## [Set problem]
Rewrite the lines below with every "Format example" changed to "Sample format". Leave everything else as it is.

## [Given records]
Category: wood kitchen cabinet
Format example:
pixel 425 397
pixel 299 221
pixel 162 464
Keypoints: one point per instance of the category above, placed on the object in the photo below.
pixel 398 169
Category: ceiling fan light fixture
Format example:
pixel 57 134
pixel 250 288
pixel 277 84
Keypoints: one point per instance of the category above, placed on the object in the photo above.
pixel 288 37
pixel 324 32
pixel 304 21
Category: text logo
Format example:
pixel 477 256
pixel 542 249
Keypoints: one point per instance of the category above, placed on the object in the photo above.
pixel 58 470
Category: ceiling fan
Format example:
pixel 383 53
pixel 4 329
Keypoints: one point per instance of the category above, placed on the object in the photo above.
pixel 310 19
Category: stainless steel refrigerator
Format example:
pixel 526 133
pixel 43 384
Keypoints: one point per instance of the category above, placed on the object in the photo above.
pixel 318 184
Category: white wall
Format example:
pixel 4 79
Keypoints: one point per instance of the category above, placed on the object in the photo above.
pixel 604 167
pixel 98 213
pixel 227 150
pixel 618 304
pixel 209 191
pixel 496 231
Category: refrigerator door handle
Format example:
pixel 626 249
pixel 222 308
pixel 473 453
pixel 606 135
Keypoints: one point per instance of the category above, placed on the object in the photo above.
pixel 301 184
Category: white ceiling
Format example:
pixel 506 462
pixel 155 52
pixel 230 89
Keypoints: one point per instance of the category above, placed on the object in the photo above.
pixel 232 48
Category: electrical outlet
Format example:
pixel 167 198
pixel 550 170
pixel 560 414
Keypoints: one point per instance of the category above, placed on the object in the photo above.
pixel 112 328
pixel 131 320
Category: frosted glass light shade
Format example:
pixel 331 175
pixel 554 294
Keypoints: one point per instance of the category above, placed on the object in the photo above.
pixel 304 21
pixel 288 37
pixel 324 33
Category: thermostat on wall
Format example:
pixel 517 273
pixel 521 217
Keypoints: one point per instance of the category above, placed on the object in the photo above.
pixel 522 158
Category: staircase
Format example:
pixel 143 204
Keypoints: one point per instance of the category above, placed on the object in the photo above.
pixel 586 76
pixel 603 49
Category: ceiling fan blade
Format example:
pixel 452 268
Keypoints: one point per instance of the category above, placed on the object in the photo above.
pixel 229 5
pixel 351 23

## [Solution for this task]
Category: wood kitchen cabinet
Sample format:
pixel 425 397
pixel 299 221
pixel 162 464
Keypoints: one point per instance of the category above, placed on the object in the photo below.
pixel 398 169
Category: ceiling fan light fixture
Sample format:
pixel 57 134
pixel 250 288
pixel 277 84
Keypoints: one point per instance of the category above, placed on the object in the photo above.
pixel 288 37
pixel 324 32
pixel 304 21
Category: text logo
Sample format:
pixel 477 256
pixel 542 249
Keypoints: one point per instance of the category above, placed on the object in the photo above.
pixel 58 470
Category: ceiling fan
Sample format:
pixel 383 53
pixel 4 329
Keypoints: one point per instance of the category above, placed on the object in the photo above.
pixel 310 19
Category: stainless steel refrigerator
Sample format:
pixel 526 133
pixel 43 384
Keypoints: one point per instance of the category above, placed on the object in the photo above.
pixel 318 184
Category: white wall
Sample format:
pixel 4 79
Keypoints: one point per instance of the category above, placed on the object in the photo above.
pixel 604 167
pixel 98 213
pixel 227 150
pixel 618 304
pixel 209 191
pixel 496 231
Category: refrigerator door handle
Sample format:
pixel 626 249
pixel 222 308
pixel 473 453
pixel 606 135
Keypoints: one point per instance of the category above, placed on the object in the photo above.
pixel 301 184
Category: white ceiling
Sample format:
pixel 506 462
pixel 155 52
pixel 230 89
Keypoints: one point per instance of the category above, placed on the object in the photo above.
pixel 232 48
Category: electrical outlet
Sample format:
pixel 167 198
pixel 550 170
pixel 560 414
Keypoints: one point per instance of the category above, placed on the object in the photo above.
pixel 112 328
pixel 131 320
Category: frosted glass light shade
Sample format:
pixel 331 175
pixel 554 294
Keypoints: one point per instance of the category above, placed on the object in the photo above.
pixel 304 21
pixel 288 37
pixel 324 33
Category: thermostat on wall
Sample format:
pixel 517 273
pixel 521 217
Keypoints: one point per instance of the category above, placed on the object in the photo above.
pixel 522 158
Category: staircase
Sample format:
pixel 143 204
Keypoints: one point per instance of the category above, placed on the object in the photo above.
pixel 586 76
pixel 603 49
Category: ceiling fan blade
Sample format:
pixel 452 268
Keypoints: one point per instance of the category above, placed on the object in the photo above.
pixel 229 5
pixel 351 23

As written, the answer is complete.